■ PROBLEM TO SOLVE:
Rewrite the rows from the line containing "Phrase: rock formation" through the end of the rows, keeping the phrase lines and offsetting both coordinates of every point by 79.

■ DATA FOR PROCESSING:
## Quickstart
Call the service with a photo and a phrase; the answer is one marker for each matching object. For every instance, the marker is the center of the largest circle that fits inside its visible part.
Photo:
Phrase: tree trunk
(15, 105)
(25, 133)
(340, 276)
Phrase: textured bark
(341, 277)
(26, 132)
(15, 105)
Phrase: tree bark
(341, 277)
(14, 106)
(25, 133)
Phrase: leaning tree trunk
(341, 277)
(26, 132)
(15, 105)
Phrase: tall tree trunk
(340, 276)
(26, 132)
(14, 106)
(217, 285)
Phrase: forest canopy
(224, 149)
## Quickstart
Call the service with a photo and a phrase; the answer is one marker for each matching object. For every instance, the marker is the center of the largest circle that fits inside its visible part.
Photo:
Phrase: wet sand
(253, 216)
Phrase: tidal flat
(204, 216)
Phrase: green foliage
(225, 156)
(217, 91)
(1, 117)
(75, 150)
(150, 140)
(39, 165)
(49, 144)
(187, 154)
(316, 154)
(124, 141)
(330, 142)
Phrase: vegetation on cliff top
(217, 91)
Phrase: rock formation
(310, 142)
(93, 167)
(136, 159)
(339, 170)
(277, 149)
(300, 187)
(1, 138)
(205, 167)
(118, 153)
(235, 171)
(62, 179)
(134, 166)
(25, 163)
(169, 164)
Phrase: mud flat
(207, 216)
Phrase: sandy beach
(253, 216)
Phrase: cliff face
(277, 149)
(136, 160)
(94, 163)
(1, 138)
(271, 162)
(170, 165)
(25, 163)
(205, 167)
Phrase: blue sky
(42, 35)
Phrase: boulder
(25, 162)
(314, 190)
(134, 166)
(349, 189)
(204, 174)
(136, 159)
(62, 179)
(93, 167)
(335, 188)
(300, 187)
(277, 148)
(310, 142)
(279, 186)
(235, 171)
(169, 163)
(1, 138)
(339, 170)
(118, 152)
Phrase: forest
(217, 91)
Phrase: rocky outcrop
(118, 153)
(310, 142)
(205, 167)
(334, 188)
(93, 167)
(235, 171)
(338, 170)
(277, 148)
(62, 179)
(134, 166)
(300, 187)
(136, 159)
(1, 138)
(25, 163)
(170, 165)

■ RESPONSE TO THE EXERCISE:
Phrase: rock formation
(389, 221)
(172, 246)
(215, 238)
(418, 249)
(356, 228)
(379, 266)
(80, 217)
(284, 246)
(197, 232)
(314, 250)
(141, 258)
(213, 245)
(104, 242)
(248, 243)
Phrase: mud flat
(286, 295)
Phrase: sandy beach
(332, 295)
Phrase: cliff face
(356, 228)
(215, 239)
(173, 242)
(80, 217)
(350, 241)
(249, 244)
(104, 242)
(284, 246)
Phrase: blue sky
(121, 114)
Phrase: boulder
(104, 241)
(393, 269)
(213, 245)
(428, 268)
(283, 253)
(215, 238)
(141, 258)
(172, 246)
(414, 267)
(379, 266)
(356, 227)
(389, 221)
(358, 265)
(314, 250)
(248, 242)
(80, 217)
(418, 249)
(197, 231)
Phrase: forest
(296, 170)
Phrase: rocky outcrop
(197, 232)
(389, 221)
(284, 246)
(413, 267)
(172, 246)
(314, 250)
(417, 249)
(356, 227)
(141, 258)
(213, 245)
(379, 266)
(215, 238)
(80, 217)
(104, 242)
(249, 244)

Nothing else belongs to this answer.